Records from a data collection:
◆ ◆ ◆ ◆ ◆
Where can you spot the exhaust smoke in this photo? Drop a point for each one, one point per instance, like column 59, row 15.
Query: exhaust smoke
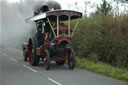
column 14, row 30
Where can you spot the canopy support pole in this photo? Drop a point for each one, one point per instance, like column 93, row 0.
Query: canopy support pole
column 69, row 19
column 75, row 27
column 51, row 27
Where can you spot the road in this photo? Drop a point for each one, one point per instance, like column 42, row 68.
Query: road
column 14, row 71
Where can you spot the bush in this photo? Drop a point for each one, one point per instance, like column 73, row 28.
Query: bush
column 103, row 38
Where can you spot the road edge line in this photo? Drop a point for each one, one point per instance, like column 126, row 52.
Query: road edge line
column 30, row 68
column 13, row 59
column 57, row 83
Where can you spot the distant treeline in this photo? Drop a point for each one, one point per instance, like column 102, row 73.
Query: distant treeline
column 102, row 38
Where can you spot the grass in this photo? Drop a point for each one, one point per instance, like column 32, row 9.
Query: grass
column 102, row 68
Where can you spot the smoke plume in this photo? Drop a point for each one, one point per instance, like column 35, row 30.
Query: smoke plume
column 14, row 30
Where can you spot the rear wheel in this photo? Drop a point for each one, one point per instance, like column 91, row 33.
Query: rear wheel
column 71, row 59
column 33, row 58
column 60, row 62
column 47, row 60
column 25, row 54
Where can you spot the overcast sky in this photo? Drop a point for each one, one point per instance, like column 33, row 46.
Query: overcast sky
column 70, row 4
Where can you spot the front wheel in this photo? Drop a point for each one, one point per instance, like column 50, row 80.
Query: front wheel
column 71, row 59
column 47, row 60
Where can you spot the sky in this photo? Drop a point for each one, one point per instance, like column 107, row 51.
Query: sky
column 18, row 13
column 80, row 5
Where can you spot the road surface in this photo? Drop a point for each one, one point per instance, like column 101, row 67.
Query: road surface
column 14, row 71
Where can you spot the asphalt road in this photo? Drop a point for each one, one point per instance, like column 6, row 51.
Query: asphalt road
column 14, row 71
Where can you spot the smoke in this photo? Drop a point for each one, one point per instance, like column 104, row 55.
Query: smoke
column 14, row 30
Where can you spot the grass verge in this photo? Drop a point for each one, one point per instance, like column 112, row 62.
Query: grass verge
column 102, row 68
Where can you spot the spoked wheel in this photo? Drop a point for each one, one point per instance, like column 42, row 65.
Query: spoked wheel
column 25, row 54
column 47, row 60
column 30, row 54
column 60, row 62
column 33, row 58
column 71, row 59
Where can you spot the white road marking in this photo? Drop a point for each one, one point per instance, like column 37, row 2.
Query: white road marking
column 13, row 59
column 54, row 81
column 4, row 54
column 30, row 68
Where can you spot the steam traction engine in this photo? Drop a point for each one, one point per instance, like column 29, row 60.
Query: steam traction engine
column 52, row 45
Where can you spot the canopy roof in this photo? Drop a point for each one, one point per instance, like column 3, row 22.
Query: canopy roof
column 52, row 15
column 63, row 15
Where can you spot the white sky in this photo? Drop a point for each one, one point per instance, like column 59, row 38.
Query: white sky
column 70, row 4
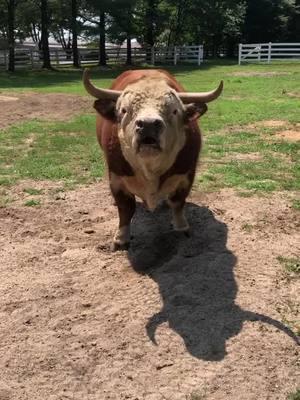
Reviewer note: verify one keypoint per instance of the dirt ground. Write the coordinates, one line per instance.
(25, 106)
(175, 318)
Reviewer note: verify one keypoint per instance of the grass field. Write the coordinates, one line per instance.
(236, 153)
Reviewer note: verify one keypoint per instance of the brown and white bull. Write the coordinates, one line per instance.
(147, 127)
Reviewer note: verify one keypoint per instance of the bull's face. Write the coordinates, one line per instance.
(150, 118)
(150, 115)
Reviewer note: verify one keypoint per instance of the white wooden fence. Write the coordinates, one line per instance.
(29, 58)
(268, 52)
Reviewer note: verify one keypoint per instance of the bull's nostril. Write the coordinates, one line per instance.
(157, 124)
(140, 123)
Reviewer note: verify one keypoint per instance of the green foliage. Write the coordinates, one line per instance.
(291, 264)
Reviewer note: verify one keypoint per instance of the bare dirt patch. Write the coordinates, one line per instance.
(51, 106)
(172, 317)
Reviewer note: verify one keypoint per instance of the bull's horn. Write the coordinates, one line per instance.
(204, 97)
(97, 92)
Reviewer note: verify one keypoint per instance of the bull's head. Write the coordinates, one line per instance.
(150, 114)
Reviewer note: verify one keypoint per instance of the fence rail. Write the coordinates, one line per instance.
(268, 52)
(151, 55)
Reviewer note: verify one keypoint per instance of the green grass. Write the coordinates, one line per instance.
(291, 265)
(59, 151)
(33, 191)
(68, 151)
(294, 396)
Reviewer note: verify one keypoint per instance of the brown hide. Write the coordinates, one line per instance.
(186, 160)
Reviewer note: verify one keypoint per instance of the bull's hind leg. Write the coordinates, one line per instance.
(126, 208)
(177, 202)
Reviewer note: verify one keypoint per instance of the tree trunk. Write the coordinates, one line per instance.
(74, 34)
(45, 34)
(128, 58)
(11, 35)
(149, 36)
(102, 52)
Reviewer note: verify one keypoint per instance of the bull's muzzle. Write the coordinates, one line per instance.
(149, 131)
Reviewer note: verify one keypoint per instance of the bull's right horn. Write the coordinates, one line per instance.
(98, 92)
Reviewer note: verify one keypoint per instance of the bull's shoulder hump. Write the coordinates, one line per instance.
(111, 147)
(187, 158)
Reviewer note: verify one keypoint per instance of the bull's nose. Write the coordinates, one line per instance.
(149, 125)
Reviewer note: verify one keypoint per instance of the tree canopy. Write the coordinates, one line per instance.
(218, 24)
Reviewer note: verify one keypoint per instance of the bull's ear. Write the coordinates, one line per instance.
(194, 111)
(106, 108)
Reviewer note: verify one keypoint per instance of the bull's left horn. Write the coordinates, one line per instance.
(201, 97)
(98, 92)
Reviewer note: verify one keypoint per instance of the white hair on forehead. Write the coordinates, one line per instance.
(150, 91)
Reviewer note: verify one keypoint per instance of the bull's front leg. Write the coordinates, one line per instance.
(177, 203)
(126, 207)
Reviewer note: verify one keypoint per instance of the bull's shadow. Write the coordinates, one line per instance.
(195, 277)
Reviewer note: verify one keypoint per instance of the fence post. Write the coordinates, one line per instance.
(269, 52)
(79, 58)
(31, 59)
(240, 53)
(152, 55)
(175, 55)
(199, 55)
(5, 60)
(56, 57)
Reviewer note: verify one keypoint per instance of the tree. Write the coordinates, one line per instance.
(74, 33)
(11, 4)
(266, 20)
(45, 34)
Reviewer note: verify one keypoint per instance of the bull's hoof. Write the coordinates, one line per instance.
(117, 246)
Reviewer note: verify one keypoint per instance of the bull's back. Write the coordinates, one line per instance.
(105, 127)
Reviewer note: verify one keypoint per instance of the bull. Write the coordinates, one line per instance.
(148, 130)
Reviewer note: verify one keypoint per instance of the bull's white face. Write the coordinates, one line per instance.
(150, 120)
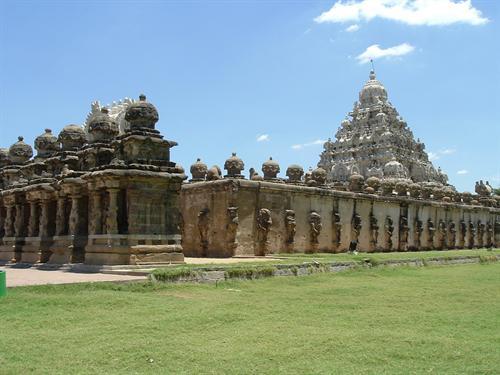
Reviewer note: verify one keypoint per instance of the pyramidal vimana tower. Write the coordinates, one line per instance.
(107, 193)
(374, 141)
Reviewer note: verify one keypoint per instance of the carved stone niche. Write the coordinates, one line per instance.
(270, 169)
(373, 184)
(373, 232)
(203, 230)
(388, 231)
(356, 182)
(264, 223)
(234, 165)
(232, 227)
(214, 173)
(414, 190)
(315, 227)
(294, 173)
(198, 171)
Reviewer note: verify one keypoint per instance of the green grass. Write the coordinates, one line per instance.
(370, 321)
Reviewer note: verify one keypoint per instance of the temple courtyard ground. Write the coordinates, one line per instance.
(433, 319)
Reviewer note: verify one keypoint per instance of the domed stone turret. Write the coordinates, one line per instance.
(372, 92)
(4, 157)
(394, 169)
(294, 172)
(270, 169)
(102, 127)
(20, 152)
(199, 170)
(46, 144)
(142, 114)
(72, 137)
(234, 165)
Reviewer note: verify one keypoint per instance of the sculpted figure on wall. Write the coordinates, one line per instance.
(373, 232)
(356, 227)
(389, 230)
(419, 228)
(264, 223)
(403, 233)
(462, 234)
(472, 234)
(489, 235)
(480, 233)
(203, 230)
(441, 234)
(290, 225)
(337, 229)
(232, 226)
(314, 227)
(452, 234)
(430, 233)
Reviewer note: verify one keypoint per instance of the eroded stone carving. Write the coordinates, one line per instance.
(203, 230)
(389, 230)
(315, 227)
(290, 226)
(264, 222)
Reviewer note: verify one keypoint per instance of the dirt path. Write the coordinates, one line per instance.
(33, 276)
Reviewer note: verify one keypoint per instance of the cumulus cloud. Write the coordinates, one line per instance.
(313, 143)
(433, 156)
(375, 52)
(411, 12)
(263, 138)
(352, 28)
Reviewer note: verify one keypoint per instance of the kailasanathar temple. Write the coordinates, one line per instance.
(106, 192)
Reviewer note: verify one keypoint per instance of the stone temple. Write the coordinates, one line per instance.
(107, 192)
(376, 142)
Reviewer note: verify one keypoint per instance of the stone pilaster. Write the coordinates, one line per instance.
(111, 214)
(95, 214)
(61, 215)
(33, 225)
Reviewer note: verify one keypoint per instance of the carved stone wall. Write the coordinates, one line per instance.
(377, 223)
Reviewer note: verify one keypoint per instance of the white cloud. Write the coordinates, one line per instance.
(411, 12)
(375, 52)
(313, 143)
(447, 151)
(263, 138)
(433, 156)
(352, 28)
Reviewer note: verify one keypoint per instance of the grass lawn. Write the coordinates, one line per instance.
(382, 320)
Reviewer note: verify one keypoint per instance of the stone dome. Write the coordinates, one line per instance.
(372, 92)
(394, 169)
(234, 165)
(20, 152)
(72, 137)
(102, 127)
(270, 169)
(294, 172)
(46, 144)
(198, 170)
(142, 114)
(4, 157)
(319, 175)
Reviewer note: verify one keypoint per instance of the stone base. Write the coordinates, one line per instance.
(67, 249)
(8, 249)
(133, 249)
(36, 250)
(147, 254)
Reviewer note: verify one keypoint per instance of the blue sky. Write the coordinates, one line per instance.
(224, 73)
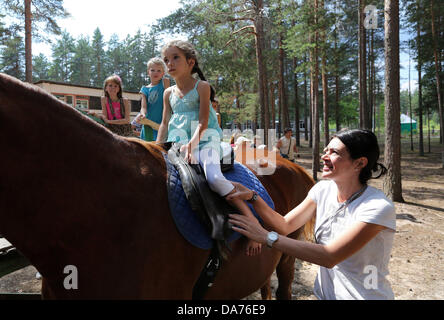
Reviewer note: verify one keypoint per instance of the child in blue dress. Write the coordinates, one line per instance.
(152, 97)
(188, 118)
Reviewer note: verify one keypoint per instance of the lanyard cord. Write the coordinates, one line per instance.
(342, 207)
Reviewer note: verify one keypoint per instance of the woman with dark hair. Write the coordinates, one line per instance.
(354, 227)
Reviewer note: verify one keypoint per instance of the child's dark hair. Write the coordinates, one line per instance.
(190, 53)
(363, 143)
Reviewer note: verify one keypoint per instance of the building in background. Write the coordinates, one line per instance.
(85, 97)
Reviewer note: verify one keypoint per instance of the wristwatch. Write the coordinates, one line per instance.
(254, 197)
(272, 237)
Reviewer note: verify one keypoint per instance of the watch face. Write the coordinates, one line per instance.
(273, 236)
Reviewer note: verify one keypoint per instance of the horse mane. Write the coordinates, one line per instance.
(154, 149)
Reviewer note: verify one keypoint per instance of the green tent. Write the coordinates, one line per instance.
(405, 123)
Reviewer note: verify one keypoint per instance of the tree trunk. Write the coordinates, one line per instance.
(28, 41)
(338, 124)
(315, 107)
(260, 48)
(392, 151)
(324, 80)
(273, 106)
(362, 70)
(282, 92)
(410, 108)
(419, 66)
(438, 81)
(296, 103)
(306, 108)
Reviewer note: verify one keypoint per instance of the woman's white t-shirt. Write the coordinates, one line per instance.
(362, 275)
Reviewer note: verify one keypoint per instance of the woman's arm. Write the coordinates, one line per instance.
(329, 255)
(166, 115)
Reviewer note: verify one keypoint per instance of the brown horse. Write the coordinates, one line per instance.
(74, 194)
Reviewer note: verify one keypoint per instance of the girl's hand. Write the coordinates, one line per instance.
(186, 148)
(139, 117)
(240, 192)
(249, 227)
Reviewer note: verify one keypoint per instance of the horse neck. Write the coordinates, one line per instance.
(67, 184)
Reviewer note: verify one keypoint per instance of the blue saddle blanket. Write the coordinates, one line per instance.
(186, 219)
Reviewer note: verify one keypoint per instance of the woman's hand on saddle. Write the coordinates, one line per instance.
(240, 192)
(249, 227)
(186, 148)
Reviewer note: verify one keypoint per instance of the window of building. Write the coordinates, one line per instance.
(81, 103)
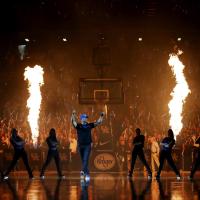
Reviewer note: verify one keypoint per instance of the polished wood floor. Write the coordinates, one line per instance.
(109, 186)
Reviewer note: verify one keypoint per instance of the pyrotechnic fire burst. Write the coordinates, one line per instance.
(35, 81)
(179, 93)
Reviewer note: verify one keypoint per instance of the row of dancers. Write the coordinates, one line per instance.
(84, 133)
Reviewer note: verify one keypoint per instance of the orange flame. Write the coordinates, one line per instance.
(35, 81)
(179, 93)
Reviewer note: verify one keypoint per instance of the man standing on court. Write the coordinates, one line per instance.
(85, 139)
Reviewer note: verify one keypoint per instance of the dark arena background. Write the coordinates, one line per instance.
(98, 56)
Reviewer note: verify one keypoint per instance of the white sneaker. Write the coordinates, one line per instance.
(82, 175)
(149, 177)
(87, 177)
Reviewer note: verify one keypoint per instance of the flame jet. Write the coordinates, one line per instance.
(34, 76)
(179, 93)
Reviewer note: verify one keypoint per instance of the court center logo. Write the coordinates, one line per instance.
(104, 161)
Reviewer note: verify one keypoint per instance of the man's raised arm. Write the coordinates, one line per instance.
(100, 120)
(74, 119)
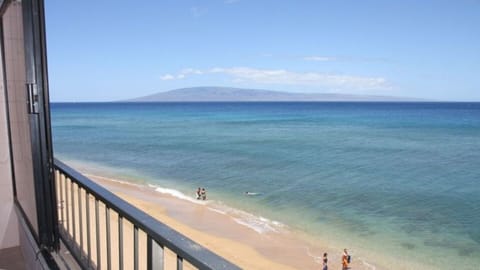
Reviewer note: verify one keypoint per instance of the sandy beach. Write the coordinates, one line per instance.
(220, 233)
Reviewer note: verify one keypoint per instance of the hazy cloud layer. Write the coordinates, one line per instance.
(286, 77)
(320, 58)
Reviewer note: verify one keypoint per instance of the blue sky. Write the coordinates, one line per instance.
◆ ◆ ◆ ◆ ◆
#### EXERCISE PROMPT
Only lines belong in the copy, not pictures: write out exactly the lines of the records from the first through the one holding "Where can you spot the grass in".

#### RESPONSE BOX
Where can you spot the exhaust smoke in this photo? Drop a point for each one, one point per instance, like column 59, row 15.
Query: exhaust smoke
column 14, row 30
Where can you spot the canopy support pole in this photo? Drop a point for each one, one point per instance, like column 93, row 0.
Query: canopy support pole
column 69, row 19
column 75, row 27
column 51, row 27
Where can you spot the road in this photo? Drop a point for each one, one point per instance, like column 42, row 68.
Query: road
column 14, row 71
Where can you spot the bush in this photo? Drop a point for each one, one point per instance, like column 73, row 28.
Query: bush
column 103, row 38
Where can you spot the road edge line in this photo? Drop a point for each one, one point per instance, like column 126, row 52.
Query: road edge line
column 30, row 68
column 13, row 59
column 57, row 83
Where can you spot the distant treeline in this photo? Drop a point for each one, one point per instance, like column 102, row 73.
Query: distant treeline
column 102, row 38
Where can you spot the grass in this photo? Drop a point for each one, one point per instance, like column 32, row 9.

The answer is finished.